SHORT EXERCISE 1> Pick out and copy every line of the records that contains the string "green". Case counts.

QUOTED PASSAGE>

^^^^^^^^

As we have seen, it is not altogether a false belief. The Name has an unexplained power in the Mystery. Well did those old Hebrews hide the true name of their God, calling him Lord and King and Bright One. We, for our part, call him the Good One. We do so by way of compliment, as our peasants still speak of the spirits of flood and fell as the Good People. They hope by doing so to coax them to behave like good people. In the meanwhile we have not yet learned the true name of the Man Outside.

In most religions the ritual and the moral law, the spell and the tabu, are intermingled, though in most of them words count for more than deeds. Heresy is a greater sin than homicide in every wellregulated church. The view that Pure Religion is visiting the widow and the fatherless in their affliction is put forth in the epistle which Luther condemned as an epistle of straw.

^^^^^^^^

DATA SHOWN>

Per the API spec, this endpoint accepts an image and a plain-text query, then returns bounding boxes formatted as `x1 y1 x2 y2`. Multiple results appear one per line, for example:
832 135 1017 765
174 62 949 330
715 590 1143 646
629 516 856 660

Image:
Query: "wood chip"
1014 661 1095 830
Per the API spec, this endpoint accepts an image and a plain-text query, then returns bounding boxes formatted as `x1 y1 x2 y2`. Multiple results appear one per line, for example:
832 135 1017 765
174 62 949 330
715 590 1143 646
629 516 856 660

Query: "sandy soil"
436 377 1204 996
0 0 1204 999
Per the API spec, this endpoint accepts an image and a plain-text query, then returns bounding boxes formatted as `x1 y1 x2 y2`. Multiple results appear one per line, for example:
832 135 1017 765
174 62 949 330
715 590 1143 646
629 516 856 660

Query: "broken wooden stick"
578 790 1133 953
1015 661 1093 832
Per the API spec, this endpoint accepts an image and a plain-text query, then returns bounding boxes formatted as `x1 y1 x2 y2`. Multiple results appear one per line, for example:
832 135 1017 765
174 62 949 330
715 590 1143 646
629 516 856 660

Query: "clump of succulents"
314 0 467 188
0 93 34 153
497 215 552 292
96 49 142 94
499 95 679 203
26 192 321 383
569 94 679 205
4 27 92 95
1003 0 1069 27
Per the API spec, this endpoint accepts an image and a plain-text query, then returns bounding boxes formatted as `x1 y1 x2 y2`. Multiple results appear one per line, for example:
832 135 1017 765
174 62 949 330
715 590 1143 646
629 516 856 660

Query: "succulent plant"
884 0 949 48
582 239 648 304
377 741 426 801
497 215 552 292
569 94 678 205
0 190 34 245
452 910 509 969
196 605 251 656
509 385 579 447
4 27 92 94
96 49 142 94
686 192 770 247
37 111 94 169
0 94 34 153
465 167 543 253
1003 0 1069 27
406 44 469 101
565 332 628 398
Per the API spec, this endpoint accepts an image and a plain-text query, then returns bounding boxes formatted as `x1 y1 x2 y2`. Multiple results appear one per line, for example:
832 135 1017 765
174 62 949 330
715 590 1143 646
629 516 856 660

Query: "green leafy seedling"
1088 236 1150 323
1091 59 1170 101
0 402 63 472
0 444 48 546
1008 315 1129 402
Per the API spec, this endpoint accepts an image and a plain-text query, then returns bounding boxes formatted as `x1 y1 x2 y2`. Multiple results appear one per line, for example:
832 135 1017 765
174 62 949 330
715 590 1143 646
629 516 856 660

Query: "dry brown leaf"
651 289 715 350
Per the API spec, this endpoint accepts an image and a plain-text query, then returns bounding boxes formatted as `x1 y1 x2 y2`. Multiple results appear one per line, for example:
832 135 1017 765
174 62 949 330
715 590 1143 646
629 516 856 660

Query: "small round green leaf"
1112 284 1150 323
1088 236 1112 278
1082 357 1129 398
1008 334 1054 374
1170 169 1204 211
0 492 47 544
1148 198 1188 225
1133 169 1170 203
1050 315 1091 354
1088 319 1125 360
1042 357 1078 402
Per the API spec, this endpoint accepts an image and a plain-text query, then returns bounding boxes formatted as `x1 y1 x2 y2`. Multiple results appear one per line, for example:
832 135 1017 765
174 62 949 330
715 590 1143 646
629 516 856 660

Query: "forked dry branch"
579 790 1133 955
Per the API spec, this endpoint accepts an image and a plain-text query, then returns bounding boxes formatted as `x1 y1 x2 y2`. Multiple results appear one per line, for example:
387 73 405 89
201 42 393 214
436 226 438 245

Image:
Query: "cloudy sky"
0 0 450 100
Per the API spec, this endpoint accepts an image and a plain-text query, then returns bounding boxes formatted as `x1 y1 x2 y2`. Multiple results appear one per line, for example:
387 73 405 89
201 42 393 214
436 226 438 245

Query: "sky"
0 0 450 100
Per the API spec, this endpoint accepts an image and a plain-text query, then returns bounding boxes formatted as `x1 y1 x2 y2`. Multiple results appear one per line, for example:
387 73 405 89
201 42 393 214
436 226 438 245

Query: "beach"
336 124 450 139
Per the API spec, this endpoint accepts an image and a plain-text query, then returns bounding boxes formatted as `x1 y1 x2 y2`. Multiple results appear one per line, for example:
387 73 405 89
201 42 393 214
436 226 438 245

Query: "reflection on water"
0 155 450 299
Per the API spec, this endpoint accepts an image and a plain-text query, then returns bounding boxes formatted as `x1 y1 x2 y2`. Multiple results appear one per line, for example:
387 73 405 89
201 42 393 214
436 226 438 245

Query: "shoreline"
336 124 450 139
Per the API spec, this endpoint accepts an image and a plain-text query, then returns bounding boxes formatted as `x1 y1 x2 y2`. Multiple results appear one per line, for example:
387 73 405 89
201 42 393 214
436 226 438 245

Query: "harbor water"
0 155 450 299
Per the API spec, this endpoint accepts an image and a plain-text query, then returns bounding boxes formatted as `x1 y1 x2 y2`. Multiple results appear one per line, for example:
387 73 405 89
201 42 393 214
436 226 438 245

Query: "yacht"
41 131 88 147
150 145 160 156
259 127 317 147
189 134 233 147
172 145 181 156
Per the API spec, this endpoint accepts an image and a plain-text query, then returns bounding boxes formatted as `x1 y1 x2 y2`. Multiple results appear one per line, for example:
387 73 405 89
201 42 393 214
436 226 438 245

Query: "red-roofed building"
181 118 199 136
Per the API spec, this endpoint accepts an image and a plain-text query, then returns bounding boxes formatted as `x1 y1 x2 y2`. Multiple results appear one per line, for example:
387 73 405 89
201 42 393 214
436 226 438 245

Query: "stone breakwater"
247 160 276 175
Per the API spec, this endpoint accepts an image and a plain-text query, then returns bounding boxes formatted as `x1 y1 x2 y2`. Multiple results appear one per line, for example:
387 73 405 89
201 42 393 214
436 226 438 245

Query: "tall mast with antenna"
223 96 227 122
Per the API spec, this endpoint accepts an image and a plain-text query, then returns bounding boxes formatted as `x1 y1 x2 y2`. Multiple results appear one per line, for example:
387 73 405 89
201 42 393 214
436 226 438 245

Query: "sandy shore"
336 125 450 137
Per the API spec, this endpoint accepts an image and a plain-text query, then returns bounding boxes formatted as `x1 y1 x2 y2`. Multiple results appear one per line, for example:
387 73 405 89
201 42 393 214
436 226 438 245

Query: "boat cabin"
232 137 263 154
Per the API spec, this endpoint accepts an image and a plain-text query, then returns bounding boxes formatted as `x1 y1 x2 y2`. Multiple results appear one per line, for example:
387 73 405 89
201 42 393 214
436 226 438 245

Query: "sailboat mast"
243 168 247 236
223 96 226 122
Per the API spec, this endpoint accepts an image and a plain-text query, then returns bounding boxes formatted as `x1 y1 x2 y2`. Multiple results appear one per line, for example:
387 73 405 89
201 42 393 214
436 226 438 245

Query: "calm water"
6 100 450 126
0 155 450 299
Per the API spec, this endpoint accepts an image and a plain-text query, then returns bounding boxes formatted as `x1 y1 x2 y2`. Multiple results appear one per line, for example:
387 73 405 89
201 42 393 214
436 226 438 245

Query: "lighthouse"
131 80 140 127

^^^^^^^^

SHORT EXERCISE 2> Rewrite the stretch of the passage on religion from "As we have seen, it" through "the Man Outside.", with "Hebrews" changed to "Israelites".

EXPECTED OUTPUT 1>
Query: "green leafy seedling"
Query: "small round green leaf"

EXPECTED OUTPUT 2>
As we have seen, it is not altogether a false belief. The Name has an unexplained power in the Mystery. Well did those old Israelites hide the true name of their God, calling him Lord and King and Bright One. We, for our part, call him the Good One. We do so by way of compliment, as our peasants still speak of the spirits of flood and fell as the Good People. They hope by doing so to coax them to behave like good people. In the meanwhile we have not yet learned the true name of the Man Outside.